Exercise: Please turn the listing, from its first line through the line that contains "19 106 L 15", into a JSON list of strings, one string per line, leaving out any blank lines.
◇ ◇ ◇ ◇
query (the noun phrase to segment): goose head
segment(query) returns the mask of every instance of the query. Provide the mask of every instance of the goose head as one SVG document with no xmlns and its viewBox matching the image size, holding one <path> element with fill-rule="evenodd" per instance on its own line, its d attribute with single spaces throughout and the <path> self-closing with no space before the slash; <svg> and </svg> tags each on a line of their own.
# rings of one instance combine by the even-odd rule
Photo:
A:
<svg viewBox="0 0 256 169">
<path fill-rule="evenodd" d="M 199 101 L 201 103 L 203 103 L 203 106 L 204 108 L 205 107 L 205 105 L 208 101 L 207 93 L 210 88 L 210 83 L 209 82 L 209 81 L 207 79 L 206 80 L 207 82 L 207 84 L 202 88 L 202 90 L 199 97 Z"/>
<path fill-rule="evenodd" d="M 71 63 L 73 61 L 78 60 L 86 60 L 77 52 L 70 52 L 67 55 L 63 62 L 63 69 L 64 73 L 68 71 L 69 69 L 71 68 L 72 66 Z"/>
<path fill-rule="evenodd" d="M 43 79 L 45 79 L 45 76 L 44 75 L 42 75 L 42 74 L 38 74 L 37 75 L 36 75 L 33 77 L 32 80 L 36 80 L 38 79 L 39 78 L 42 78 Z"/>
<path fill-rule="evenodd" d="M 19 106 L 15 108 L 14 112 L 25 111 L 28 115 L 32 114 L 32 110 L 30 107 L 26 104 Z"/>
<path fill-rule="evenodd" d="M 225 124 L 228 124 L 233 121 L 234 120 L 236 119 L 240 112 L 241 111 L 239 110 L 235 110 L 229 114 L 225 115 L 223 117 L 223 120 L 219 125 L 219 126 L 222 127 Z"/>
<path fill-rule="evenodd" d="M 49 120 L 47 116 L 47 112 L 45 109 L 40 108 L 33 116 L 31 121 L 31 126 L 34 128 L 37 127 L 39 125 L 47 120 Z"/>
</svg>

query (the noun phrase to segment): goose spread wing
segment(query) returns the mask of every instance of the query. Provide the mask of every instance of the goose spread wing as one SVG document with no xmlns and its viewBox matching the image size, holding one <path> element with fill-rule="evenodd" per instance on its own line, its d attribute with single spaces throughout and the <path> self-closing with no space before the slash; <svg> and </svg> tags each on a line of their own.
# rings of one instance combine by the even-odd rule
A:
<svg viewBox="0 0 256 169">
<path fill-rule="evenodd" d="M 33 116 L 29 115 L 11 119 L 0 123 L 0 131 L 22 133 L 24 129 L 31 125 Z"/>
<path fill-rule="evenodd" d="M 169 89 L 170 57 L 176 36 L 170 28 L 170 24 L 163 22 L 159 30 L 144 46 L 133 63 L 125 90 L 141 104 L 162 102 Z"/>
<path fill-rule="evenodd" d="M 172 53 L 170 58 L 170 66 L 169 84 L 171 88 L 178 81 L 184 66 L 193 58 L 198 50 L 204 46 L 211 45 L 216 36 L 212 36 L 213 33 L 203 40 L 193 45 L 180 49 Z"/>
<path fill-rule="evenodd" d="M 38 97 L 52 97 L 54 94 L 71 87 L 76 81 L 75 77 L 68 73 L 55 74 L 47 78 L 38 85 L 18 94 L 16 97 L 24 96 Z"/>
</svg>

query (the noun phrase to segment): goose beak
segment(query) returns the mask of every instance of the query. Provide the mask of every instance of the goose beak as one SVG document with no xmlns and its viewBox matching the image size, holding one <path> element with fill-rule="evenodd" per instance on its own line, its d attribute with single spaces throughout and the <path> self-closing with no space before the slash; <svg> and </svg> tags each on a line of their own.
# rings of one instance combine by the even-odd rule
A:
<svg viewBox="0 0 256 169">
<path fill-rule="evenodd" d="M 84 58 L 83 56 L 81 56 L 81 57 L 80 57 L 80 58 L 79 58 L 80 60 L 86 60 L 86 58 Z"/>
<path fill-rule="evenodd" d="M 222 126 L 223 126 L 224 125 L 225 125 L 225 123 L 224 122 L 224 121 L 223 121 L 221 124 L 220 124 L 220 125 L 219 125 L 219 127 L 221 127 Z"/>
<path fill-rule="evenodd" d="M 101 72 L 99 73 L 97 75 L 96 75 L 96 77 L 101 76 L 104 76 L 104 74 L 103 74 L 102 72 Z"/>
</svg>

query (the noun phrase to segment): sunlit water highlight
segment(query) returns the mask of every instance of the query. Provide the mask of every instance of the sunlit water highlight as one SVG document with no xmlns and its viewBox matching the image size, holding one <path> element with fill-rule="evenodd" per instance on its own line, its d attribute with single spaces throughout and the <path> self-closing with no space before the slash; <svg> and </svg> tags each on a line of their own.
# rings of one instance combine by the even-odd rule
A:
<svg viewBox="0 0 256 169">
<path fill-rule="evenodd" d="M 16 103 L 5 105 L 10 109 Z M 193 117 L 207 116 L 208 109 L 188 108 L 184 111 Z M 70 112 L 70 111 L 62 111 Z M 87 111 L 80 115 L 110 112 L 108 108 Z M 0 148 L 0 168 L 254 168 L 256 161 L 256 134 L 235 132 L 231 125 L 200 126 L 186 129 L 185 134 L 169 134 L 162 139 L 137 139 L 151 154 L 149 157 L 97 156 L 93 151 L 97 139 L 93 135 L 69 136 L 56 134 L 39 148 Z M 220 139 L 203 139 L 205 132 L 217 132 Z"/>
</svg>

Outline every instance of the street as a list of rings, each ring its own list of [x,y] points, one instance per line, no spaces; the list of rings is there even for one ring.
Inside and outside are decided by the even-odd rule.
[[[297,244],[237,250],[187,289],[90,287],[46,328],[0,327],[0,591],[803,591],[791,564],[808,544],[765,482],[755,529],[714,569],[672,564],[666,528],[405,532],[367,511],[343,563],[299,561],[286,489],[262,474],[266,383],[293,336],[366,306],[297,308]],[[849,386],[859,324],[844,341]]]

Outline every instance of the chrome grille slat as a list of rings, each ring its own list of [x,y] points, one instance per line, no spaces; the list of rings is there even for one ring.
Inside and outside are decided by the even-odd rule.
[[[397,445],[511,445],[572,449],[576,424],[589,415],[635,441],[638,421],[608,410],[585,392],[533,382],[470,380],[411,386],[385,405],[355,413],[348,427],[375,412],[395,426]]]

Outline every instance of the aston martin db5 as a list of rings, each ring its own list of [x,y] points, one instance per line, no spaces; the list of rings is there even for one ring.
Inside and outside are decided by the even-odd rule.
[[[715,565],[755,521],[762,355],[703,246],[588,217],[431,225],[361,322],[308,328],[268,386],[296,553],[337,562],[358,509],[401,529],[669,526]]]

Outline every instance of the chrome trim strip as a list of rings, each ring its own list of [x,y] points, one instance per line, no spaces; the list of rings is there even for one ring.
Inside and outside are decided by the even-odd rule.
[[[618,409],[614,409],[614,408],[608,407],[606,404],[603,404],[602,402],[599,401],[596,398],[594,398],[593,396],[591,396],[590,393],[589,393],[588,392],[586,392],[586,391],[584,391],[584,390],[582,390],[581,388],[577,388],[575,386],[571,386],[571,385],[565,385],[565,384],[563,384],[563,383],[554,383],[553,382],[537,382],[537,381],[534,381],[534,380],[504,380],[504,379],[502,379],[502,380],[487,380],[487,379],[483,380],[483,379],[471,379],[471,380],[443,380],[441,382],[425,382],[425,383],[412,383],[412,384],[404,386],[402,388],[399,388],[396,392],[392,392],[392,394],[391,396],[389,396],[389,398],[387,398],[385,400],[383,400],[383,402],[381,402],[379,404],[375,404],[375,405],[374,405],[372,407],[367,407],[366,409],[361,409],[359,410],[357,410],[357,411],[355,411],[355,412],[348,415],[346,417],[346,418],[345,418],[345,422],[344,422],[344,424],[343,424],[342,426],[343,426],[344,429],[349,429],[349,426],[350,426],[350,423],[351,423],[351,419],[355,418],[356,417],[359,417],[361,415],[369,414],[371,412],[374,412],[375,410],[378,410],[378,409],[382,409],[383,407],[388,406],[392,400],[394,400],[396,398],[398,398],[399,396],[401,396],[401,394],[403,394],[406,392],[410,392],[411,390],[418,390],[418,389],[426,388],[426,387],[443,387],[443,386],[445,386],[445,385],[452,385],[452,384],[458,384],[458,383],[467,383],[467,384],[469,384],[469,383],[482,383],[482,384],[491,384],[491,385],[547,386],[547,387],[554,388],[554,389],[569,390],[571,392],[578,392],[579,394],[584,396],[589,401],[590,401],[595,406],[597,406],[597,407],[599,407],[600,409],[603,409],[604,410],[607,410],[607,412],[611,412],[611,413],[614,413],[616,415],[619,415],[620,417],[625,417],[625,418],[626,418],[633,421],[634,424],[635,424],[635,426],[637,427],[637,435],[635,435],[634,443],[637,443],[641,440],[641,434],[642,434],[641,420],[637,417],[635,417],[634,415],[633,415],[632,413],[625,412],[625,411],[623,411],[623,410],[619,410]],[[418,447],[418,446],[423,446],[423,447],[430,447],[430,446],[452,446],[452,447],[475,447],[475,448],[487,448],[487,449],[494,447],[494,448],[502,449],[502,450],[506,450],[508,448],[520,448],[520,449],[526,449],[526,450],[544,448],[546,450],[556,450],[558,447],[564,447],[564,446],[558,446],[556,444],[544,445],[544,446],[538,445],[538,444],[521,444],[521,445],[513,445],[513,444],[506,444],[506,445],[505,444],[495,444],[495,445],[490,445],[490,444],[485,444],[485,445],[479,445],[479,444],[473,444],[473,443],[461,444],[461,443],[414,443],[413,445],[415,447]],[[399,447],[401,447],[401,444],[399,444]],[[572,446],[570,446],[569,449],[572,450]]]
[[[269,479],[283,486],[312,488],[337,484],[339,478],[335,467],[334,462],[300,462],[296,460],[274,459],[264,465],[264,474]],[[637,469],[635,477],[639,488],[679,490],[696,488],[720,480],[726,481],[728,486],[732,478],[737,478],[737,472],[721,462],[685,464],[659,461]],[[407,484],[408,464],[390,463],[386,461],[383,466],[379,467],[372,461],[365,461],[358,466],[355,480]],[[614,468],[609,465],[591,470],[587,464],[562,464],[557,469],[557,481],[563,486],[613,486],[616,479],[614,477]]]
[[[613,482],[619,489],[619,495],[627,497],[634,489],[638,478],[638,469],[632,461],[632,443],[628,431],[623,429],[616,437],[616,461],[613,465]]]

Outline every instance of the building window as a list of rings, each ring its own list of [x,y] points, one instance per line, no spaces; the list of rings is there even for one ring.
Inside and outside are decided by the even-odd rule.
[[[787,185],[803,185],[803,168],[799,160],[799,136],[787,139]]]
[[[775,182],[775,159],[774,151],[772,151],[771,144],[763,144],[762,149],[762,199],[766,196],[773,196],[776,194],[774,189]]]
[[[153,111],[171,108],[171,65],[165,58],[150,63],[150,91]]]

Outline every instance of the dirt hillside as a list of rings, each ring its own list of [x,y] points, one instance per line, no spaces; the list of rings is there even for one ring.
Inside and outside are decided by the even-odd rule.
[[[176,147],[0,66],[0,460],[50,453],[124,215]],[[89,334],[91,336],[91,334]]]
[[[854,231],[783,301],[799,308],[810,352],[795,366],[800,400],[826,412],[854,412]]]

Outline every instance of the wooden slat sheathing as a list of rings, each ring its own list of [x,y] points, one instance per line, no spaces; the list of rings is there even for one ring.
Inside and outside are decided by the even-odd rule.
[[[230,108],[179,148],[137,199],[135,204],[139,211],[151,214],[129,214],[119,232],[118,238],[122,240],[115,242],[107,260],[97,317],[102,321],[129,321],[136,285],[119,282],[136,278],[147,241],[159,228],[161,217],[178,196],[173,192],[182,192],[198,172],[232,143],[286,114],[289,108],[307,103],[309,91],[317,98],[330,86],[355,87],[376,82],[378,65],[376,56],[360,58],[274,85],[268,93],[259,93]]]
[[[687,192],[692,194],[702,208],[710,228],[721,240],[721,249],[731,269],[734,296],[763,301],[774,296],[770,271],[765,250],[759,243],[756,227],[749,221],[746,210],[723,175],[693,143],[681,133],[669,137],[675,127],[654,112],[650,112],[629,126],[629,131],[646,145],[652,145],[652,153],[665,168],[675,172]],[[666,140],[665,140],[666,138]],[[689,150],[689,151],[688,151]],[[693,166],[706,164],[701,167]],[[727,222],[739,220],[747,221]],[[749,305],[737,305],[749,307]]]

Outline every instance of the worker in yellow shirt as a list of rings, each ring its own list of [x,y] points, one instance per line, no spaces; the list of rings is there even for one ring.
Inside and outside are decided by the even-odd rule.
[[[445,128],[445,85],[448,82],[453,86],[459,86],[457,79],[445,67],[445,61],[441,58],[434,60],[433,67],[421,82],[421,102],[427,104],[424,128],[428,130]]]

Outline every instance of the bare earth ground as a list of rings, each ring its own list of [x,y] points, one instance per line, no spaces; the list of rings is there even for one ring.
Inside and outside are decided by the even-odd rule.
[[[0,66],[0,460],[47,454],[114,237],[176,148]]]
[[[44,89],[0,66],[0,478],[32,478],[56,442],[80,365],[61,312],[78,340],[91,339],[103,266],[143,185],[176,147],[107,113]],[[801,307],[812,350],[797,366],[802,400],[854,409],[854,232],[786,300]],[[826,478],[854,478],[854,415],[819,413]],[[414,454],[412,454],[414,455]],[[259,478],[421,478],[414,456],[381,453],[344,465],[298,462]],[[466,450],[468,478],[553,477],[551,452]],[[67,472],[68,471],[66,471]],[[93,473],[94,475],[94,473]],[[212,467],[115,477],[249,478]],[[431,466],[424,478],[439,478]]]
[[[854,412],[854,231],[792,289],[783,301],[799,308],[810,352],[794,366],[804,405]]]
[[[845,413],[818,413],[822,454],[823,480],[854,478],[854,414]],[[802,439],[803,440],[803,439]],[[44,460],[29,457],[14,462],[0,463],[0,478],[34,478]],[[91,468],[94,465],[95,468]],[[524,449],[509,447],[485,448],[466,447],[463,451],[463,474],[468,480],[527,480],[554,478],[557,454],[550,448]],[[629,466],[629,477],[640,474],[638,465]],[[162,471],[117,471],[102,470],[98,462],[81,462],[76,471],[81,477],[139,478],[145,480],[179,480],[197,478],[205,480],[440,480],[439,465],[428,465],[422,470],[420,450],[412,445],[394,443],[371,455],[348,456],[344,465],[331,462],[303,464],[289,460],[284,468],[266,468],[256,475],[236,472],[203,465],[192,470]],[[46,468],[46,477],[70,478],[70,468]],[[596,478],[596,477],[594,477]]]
◇ ◇ ◇ ◇
Solution to the exercise:
[
  "query (the noun phrase to segment): goose head",
  "segment(query) returns the mask of every instance of the query. Provide the mask of every instance of the goose head as one SVG document with no xmlns and its viewBox matching the image size, holding one <path> element with fill-rule=\"evenodd\" per instance on its own line, its d attribute with single spaces throughout and the <path> self-closing with no space before the slash; <svg> and </svg> tags each on a line of their own.",
  "# rings of one instance combine by the even-odd rule",
  "Photo:",
  "A:",
  "<svg viewBox=\"0 0 256 169\">",
  "<path fill-rule=\"evenodd\" d=\"M 199 101 L 201 103 L 203 103 L 203 106 L 204 108 L 205 107 L 205 105 L 208 101 L 207 93 L 210 88 L 210 83 L 209 82 L 209 81 L 207 79 L 206 80 L 207 82 L 207 84 L 202 88 L 202 90 L 199 97 Z\"/>",
  "<path fill-rule=\"evenodd\" d=\"M 71 63 L 73 61 L 78 60 L 86 60 L 77 52 L 70 52 L 67 55 L 63 62 L 63 69 L 64 73 L 68 71 L 69 69 L 71 68 L 72 66 Z\"/>",
  "<path fill-rule=\"evenodd\" d=\"M 43 79 L 45 79 L 45 76 L 44 75 L 42 75 L 42 74 L 38 74 L 37 75 L 36 75 L 33 77 L 32 80 L 36 80 L 38 79 L 39 78 L 42 78 Z\"/>",
  "<path fill-rule=\"evenodd\" d=\"M 19 106 L 15 108 L 14 112 L 25 111 L 28 115 L 32 114 L 32 110 L 30 107 L 26 104 Z\"/>"
]